### MATERIAL SUPPLIED

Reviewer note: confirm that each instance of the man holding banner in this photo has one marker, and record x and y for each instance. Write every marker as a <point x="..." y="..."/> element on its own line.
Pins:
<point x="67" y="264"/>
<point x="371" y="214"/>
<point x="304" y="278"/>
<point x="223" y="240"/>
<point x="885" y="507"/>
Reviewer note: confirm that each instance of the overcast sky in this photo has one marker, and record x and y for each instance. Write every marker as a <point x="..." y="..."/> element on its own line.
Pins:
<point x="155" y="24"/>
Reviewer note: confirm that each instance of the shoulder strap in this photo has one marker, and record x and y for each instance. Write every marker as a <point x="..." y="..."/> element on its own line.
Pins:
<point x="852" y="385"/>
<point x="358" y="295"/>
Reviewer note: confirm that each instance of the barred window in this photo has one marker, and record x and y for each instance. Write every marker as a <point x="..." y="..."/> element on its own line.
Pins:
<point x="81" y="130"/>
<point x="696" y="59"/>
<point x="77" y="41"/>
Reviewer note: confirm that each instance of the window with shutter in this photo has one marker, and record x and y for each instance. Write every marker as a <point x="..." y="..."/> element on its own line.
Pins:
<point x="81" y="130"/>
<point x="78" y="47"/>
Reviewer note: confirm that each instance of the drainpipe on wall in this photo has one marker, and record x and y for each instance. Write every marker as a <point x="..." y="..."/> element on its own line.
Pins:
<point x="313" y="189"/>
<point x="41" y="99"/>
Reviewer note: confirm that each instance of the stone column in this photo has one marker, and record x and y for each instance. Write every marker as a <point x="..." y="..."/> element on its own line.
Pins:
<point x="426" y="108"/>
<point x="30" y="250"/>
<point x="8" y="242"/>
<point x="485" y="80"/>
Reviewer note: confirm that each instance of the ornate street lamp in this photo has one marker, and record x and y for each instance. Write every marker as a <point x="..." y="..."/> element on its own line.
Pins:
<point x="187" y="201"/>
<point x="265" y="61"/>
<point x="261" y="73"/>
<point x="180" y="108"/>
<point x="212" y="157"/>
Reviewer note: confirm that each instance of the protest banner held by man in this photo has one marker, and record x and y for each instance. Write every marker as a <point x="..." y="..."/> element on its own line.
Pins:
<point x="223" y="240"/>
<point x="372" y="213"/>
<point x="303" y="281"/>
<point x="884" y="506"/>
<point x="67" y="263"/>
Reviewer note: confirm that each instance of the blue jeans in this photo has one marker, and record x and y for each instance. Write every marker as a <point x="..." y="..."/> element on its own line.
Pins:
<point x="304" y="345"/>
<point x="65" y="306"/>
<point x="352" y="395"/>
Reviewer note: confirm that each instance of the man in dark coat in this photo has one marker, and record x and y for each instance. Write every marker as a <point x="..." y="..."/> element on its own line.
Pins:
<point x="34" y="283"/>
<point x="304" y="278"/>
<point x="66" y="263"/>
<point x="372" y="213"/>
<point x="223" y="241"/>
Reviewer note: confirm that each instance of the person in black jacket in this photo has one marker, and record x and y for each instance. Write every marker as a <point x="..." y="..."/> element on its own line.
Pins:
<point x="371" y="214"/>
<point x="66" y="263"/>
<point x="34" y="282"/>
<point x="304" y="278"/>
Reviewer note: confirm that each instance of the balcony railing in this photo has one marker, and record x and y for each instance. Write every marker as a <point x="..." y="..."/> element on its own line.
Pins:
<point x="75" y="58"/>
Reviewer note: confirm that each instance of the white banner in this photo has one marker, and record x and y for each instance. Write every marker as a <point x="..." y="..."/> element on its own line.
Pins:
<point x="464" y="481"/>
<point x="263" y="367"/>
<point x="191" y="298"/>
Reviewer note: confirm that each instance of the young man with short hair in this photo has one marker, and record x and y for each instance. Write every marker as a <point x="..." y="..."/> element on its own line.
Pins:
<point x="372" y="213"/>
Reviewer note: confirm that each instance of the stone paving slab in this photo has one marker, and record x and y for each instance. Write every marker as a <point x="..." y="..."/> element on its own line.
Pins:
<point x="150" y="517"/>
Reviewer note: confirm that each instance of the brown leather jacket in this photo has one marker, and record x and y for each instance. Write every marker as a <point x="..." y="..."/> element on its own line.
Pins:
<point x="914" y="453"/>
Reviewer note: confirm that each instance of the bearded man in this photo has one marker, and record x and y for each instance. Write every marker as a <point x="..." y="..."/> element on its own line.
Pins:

######

- [WORK TO BE COMPLETED] Lay out everything from the line containing "Reviewer note: confirm that each instance of the brown" down to the last line of the data, both included, as a Markdown table with the columns Row and Data line. Leave out blank lines.

- [RESULT FOR THIS TASK]
| Row | Data line |
|---|---|
| 1 | Reviewer note: confirm that each instance of the brown leather jacket in this photo has one marker, and record x and y for each instance. Write every marker as a <point x="..." y="..."/> element on its own line. |
| 2 | Pins: |
| 3 | <point x="914" y="453"/> |
| 4 | Reviewer note: confirm that each instance of the bearded man in this photo has one marker, and record x and y for each instance. Write every marker as a <point x="..." y="..."/> element on its own line. |
| 5 | Pins: |